_Activity_:
Revise the passage of the year-end market commentary starting at "Companies view AI" and ending at "to the elderly.", changing "the elderly" to "older adults".

-------- Extract provided

The season also gives itself to year-end/new-year predictions fighting the e-waves with black Friday adds for every imaginable trinket. The year has felt about as tumultuous as a Trump combover in a windstorm, but here we are, somehow nearing a positive close in markets for 2025. Reward for a strong stomach I suppose.

 

Unstoppables: Around this time last year, one of our chief analysts, Jim Allworth, spoke about the. “unstoppables” – trends that will continue regardless of short-term fluctuations. Jim is not all sweetness and money. But his themes stand up well.

 

And they continue to hold promise for 2026 and beyond.

 

AI spending

Companies view AI as a matter of survival. Non-tech companies are also increasing their AI investments, despite uncertain returns.

Renewable power

The cost of renewable power has plummeted, making it the cheapest form of electricity generation in most economies. This is an economic driver that’s pushing utilities towards renewables, with installation rates surpassing estimates.

Aging population

As working-age populations decline, economies face challenges in growth and increased costs. However, this also presents opportunities for businesses catering to the elderly.

----------------
-------- Raw data

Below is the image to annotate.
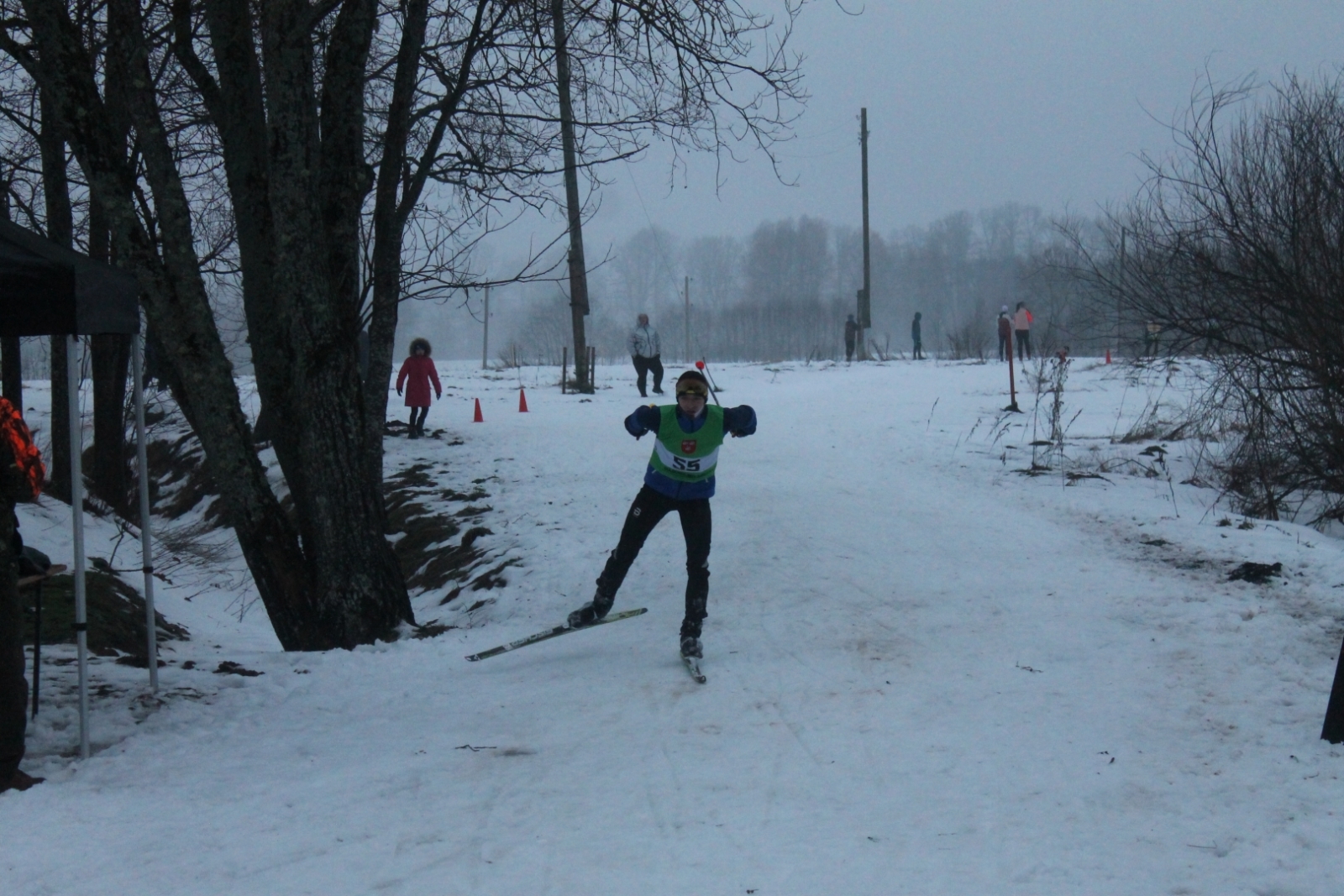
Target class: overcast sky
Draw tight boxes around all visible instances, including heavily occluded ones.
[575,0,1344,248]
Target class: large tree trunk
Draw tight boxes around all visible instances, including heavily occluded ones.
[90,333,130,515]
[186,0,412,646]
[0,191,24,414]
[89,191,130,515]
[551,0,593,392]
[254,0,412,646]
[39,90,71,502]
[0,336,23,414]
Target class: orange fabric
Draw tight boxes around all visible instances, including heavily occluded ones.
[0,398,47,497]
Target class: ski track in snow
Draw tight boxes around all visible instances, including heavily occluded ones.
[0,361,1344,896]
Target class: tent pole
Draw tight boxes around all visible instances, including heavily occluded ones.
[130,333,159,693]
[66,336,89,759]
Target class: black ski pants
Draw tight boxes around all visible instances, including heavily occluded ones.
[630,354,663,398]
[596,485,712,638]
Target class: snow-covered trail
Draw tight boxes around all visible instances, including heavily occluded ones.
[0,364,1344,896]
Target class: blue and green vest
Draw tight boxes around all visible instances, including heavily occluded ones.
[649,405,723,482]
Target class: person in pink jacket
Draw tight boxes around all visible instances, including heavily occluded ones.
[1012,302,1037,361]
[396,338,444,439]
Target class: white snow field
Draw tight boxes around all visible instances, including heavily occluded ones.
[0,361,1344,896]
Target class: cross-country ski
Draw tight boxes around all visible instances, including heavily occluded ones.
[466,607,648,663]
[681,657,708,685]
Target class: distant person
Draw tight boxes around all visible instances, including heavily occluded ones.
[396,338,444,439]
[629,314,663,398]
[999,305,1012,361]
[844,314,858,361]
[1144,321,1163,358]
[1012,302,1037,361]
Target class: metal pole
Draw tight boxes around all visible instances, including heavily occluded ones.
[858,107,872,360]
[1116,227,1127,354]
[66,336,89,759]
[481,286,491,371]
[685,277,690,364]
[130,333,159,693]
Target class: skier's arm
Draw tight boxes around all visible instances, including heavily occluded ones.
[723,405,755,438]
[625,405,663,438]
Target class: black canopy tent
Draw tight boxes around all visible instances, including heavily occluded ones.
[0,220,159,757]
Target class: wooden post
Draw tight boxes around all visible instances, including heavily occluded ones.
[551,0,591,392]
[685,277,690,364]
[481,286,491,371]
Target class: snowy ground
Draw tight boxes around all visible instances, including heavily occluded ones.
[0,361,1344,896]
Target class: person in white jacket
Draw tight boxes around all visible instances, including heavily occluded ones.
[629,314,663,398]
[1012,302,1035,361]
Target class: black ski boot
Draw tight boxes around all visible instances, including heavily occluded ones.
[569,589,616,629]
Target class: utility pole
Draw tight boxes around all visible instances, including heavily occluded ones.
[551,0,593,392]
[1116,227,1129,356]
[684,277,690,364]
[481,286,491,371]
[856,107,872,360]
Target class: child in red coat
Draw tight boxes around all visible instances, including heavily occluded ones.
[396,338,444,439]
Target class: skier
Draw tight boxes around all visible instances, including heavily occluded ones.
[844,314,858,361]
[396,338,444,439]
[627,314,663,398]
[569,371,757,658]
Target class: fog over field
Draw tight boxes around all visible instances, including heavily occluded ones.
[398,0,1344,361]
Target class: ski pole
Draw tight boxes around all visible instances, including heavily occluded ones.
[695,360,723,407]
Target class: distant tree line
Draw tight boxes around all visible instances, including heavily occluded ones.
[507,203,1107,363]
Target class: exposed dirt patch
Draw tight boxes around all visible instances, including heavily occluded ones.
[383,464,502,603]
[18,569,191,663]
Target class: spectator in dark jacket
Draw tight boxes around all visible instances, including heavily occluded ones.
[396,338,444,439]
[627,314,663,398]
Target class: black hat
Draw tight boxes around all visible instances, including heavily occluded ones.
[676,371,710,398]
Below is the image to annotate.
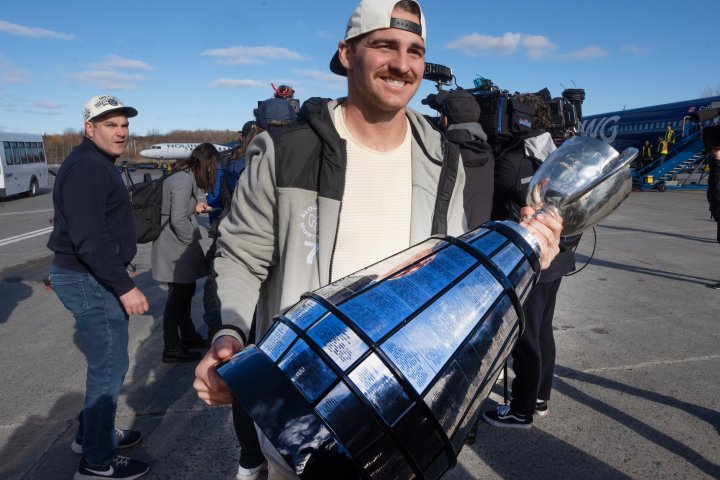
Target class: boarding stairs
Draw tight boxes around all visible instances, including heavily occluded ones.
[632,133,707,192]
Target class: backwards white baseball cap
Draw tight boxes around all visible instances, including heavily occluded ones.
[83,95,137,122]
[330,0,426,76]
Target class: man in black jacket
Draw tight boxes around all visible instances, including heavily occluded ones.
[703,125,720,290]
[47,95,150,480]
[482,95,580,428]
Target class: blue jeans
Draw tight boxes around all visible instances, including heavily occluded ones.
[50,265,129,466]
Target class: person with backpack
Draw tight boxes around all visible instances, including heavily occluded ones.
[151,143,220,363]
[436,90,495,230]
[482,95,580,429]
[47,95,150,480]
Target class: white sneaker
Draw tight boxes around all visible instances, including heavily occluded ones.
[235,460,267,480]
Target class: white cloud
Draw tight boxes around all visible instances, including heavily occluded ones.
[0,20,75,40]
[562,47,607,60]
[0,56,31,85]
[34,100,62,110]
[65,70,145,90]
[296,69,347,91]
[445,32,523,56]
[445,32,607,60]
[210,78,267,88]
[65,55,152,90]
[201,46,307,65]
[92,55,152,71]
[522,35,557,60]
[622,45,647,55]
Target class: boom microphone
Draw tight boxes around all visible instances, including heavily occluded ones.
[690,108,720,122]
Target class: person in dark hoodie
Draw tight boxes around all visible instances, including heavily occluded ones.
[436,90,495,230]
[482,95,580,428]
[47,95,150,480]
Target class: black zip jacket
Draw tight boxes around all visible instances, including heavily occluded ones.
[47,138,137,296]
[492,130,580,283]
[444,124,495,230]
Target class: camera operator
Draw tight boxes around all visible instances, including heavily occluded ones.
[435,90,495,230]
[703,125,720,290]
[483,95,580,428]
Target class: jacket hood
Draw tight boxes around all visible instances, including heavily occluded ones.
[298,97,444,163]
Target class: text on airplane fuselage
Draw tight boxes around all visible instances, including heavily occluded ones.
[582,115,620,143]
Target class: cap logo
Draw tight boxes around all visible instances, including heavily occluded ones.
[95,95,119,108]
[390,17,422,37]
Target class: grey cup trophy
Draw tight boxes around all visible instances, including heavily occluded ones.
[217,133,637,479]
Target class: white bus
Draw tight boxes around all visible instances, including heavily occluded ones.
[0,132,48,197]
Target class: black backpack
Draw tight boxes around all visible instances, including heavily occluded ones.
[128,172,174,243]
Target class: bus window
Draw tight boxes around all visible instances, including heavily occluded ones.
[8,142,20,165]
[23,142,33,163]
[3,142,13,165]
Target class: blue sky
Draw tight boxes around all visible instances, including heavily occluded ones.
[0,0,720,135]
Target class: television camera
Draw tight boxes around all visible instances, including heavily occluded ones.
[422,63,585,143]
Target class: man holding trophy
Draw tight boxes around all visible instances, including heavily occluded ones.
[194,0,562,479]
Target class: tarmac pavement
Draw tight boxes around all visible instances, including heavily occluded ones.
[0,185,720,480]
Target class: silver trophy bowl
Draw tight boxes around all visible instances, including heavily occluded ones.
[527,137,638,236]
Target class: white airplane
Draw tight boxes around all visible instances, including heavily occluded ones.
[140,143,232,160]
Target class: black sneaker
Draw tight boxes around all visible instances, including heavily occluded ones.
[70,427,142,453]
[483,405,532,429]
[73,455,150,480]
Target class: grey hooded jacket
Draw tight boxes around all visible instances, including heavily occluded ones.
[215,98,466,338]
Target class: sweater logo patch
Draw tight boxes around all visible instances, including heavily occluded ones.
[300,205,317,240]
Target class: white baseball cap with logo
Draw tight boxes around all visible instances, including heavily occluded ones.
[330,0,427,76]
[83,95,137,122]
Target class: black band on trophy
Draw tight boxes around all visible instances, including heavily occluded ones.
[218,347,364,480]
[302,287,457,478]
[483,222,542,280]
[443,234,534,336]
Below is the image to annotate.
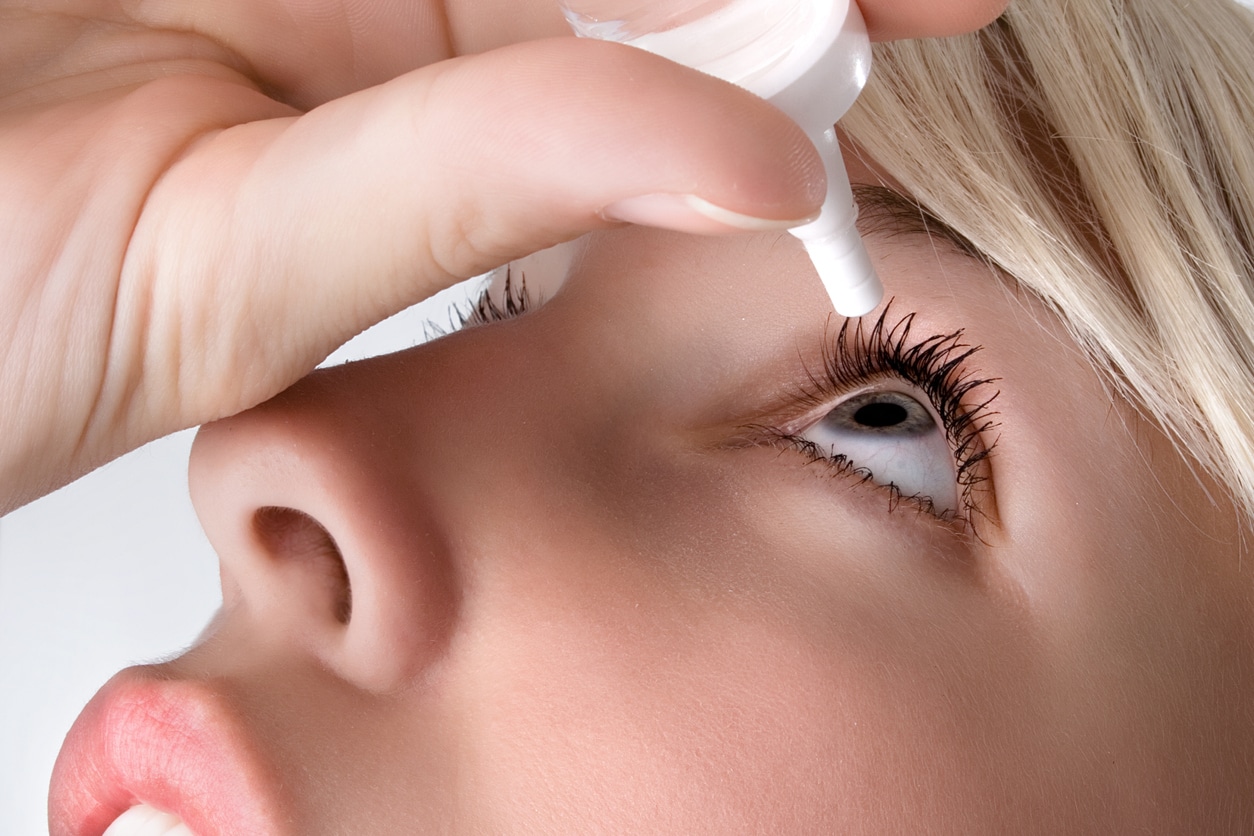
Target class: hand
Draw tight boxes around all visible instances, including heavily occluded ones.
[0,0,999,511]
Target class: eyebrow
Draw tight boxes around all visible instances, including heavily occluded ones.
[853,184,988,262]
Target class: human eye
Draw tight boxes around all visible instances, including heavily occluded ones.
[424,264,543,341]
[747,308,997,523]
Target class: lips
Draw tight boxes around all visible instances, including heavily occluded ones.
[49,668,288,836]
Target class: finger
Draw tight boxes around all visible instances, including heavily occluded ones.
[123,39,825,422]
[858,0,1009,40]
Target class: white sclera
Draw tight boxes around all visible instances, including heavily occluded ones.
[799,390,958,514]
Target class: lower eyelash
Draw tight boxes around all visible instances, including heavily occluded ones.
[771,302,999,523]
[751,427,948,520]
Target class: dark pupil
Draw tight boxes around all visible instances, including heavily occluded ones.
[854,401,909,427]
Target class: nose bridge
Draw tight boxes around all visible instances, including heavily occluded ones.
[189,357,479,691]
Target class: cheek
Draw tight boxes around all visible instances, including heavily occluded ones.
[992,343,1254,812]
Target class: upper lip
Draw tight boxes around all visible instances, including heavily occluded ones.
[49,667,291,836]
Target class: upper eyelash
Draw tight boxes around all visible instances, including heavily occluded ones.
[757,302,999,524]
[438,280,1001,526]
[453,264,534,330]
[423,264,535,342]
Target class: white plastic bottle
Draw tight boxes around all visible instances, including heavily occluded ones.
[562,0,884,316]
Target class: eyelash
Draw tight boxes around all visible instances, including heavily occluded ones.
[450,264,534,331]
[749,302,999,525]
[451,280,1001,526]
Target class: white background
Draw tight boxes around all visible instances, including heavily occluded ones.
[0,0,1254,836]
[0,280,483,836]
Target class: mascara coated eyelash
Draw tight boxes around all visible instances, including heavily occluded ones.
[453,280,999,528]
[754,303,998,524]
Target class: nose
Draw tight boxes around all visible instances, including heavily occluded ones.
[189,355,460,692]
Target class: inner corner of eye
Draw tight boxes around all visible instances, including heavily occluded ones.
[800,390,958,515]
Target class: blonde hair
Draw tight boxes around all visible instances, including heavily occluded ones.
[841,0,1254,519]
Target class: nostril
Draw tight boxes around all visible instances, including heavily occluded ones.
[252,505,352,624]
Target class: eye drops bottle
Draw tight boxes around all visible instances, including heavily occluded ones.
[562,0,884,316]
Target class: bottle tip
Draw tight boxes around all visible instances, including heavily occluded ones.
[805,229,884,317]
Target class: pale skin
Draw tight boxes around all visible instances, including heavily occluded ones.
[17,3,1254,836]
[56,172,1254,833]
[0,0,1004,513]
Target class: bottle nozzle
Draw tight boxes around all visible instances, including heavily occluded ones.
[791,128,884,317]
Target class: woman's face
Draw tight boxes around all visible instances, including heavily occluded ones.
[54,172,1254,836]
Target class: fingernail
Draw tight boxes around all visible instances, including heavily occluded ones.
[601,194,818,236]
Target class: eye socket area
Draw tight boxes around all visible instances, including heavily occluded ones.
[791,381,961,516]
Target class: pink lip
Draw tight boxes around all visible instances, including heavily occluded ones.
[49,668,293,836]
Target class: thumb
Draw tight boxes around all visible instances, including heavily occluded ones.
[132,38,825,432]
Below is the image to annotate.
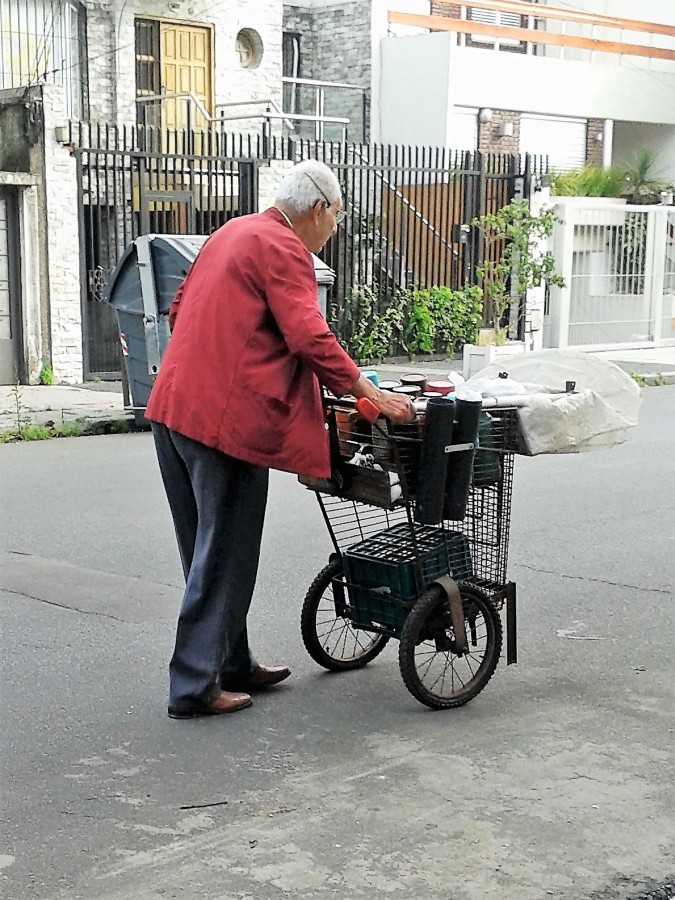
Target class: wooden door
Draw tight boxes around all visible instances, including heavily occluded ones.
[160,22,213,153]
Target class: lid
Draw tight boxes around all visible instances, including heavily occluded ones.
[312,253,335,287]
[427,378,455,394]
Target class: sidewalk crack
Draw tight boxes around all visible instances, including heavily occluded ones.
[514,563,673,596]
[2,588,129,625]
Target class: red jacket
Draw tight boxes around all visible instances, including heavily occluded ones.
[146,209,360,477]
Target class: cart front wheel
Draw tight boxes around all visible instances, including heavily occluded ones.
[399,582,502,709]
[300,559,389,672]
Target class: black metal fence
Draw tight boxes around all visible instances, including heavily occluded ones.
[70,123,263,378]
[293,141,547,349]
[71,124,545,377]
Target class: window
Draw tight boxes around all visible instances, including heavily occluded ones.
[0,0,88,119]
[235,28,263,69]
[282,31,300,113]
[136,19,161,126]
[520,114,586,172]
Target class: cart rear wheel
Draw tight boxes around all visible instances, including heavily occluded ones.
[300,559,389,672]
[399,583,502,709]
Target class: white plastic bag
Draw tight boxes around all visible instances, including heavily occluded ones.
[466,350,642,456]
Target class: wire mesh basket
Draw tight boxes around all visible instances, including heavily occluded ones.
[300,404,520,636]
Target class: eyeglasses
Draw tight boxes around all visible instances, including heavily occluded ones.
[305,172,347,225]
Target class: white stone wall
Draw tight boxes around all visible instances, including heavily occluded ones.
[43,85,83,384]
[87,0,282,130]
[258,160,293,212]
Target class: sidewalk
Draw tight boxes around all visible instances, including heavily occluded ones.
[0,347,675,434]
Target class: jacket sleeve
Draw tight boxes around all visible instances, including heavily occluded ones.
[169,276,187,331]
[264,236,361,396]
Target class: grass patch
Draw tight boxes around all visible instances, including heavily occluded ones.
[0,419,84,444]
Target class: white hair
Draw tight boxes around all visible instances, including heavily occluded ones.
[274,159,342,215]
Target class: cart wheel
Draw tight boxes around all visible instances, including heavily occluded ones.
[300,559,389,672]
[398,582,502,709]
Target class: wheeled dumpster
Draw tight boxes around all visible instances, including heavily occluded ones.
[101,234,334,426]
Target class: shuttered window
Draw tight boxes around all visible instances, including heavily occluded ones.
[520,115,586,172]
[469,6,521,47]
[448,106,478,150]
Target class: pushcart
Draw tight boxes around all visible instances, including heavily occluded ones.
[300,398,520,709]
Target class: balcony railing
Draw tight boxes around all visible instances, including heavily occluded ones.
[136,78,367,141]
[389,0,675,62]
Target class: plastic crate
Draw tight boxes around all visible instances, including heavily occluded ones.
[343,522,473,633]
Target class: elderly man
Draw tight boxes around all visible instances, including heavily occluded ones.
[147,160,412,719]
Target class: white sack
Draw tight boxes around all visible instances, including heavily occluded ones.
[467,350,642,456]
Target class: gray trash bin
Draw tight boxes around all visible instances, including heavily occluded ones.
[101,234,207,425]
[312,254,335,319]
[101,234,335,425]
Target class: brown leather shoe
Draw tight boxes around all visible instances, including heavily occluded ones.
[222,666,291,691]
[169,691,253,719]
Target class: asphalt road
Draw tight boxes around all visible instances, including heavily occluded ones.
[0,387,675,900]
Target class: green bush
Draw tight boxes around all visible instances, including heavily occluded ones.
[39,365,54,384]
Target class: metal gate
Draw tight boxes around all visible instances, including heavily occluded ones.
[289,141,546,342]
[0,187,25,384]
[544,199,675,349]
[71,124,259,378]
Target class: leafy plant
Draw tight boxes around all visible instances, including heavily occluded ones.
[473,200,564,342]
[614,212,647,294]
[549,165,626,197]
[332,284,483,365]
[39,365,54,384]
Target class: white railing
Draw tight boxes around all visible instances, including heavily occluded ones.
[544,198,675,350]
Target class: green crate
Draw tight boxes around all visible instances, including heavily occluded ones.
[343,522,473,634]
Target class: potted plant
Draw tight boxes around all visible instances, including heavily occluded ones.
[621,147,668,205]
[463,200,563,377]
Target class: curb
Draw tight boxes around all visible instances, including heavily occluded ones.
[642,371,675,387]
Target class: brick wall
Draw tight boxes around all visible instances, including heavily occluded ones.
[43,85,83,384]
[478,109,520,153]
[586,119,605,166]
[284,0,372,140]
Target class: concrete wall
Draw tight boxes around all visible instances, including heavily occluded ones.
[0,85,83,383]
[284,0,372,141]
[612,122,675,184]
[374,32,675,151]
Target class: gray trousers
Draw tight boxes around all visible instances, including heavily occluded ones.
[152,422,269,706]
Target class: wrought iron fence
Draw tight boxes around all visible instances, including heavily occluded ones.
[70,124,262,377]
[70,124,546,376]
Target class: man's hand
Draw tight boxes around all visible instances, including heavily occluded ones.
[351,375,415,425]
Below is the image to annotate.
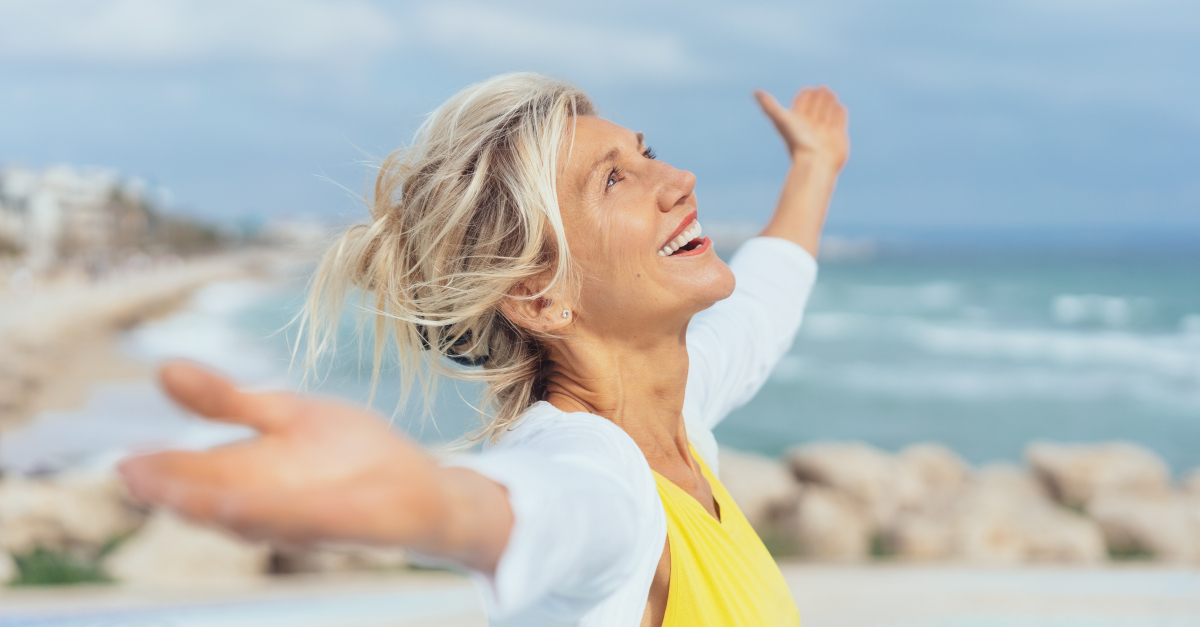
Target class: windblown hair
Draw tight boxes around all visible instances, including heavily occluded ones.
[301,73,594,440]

----------------

_Answer area_:
Companies view AI as a matter of survival. Non-tech companies are also increasing their AI investments, despite uncertain returns.

Renewable power

The cost of renewable power has plummeted, making it the cheapest form of electricity generation in most economies. This is an economic driver that’s pushing utilities towards renewables, with installation rates surpassing estimates.

Aging population

As working-age populations decline, economies face challenges in growth and increased costs. However, this also presents opportunities for businesses catering to older adults.